To-do list:
1 – According to the exam preparation handout, what material are students responsible for on the exam?
2 – Resume the exam preparation handout after its last sentence.

Provided passage:

Preparation for Exam 1, to be held Thursday, September 14 in YOUR recitation.

ANY ERRORS IN THIS HANDOUT WILL BE CORRECTED NEXT WEEK IN
LECTURES AND POSTED TO THE WEBSITE. KINDLY NOTIFY ME OF ANY
ERRORS THAT YOU DISCOVER.

I WILL POST ADDITIONAL EXERCISES THAT I WILL REVIEW WITH YOU ON
THE COMING MONDAY (9-24-07) AND WEDNESDAY LECTURES.

Format of the exam:

a. Closed book, no notes, no notes/papers, no electronics/headphones/phones of any
kind, even in view (put every such thing away, out of sight).

b. The seating you have been assigned by your instructor.

c. Some few formulas will be given on the exam as described below.

d. You are responsible for the material of the homework assignments, hand written
lecture notes, and readings as outlined below in this preparation.

Location labeling records:
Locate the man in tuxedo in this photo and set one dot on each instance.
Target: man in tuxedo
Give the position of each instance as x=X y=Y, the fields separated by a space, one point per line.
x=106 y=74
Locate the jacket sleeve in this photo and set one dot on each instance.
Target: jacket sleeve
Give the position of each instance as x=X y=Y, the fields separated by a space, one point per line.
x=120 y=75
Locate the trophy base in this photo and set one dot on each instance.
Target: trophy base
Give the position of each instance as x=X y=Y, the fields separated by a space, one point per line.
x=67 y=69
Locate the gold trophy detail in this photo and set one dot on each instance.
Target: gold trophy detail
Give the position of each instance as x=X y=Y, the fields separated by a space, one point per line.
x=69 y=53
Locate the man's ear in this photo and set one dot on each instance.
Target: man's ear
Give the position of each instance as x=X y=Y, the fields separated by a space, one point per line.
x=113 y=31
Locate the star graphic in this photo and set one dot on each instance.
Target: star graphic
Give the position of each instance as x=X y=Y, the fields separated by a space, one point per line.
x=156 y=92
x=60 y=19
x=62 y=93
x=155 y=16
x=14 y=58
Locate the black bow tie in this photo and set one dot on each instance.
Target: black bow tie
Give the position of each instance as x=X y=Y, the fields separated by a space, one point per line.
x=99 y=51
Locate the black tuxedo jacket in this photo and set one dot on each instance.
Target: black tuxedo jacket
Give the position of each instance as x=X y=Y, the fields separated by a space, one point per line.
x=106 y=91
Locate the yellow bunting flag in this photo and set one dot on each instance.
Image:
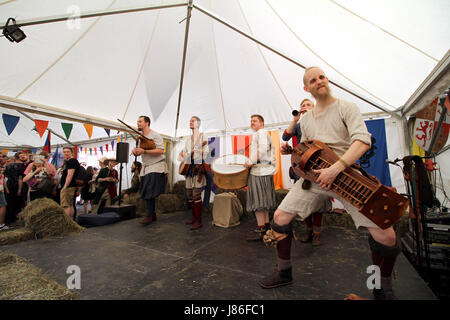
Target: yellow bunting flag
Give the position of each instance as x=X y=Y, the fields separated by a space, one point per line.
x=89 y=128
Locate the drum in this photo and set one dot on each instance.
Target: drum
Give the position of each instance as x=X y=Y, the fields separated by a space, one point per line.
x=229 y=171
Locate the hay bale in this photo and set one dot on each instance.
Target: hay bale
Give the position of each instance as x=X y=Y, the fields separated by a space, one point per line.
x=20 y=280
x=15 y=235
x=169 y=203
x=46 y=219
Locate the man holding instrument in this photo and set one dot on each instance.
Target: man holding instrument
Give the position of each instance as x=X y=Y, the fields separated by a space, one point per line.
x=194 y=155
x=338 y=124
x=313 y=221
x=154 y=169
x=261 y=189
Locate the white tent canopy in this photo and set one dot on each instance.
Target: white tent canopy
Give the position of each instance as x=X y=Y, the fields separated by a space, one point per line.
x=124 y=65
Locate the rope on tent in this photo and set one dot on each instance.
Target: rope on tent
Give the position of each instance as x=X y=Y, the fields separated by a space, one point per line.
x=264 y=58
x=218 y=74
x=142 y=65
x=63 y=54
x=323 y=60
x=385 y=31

Task-by-task answers:
1 – Students are responsible for the material of the homework assignments, the handwritten lecture notes, and the readings outlined in the preparation.

2 –
e. Exam questions are patterned after the types of questions you have seen in class and in
the homework. This PREP is intended to summarize most of that and to provide a basis
for the lectures of MW September 24, 26, which will be devoted to going over it.


Chapter 1.

        1.a. Distinction between population (count N) and sample (count n) pp. 3-4.
        1.b. Stem and Leaf displays.
        1.c. Probability (area one) histograms.
        1.d. KDE (kernel density estimate, bandwidth, done by hand for a few data
values, drawn from pp. 333-334.
        1.e. Discrete distribution, continuous distribution (values x, p(x)).
        1.f. Continuous distribution (values x p(x)).
        1.g. Normal distribution with mean mu and sd sigma. Standard normal
distribution (mu = 0, sigma = 1). Using tables of standard normal (provided on exam 1)
both forward and backward. Standard scores (x – mu) / sigma have standard normal
distribution if X is normal with mean mu and sd sigma. Obtaining probabilities for X by
standardization and appeal to the standard normal table. Obtaining percentiles of X by
converting percentiles of Z according to x = mu + z sigma.
        1.h. Binomial distribution, use of binomial formula and binomial table.
        1.i. Poisson distribution, use of Poisson table and formula.
        1.j. Binomial (n, p) is approximately Poisson with lambda = np provided n is
large and p is near zero.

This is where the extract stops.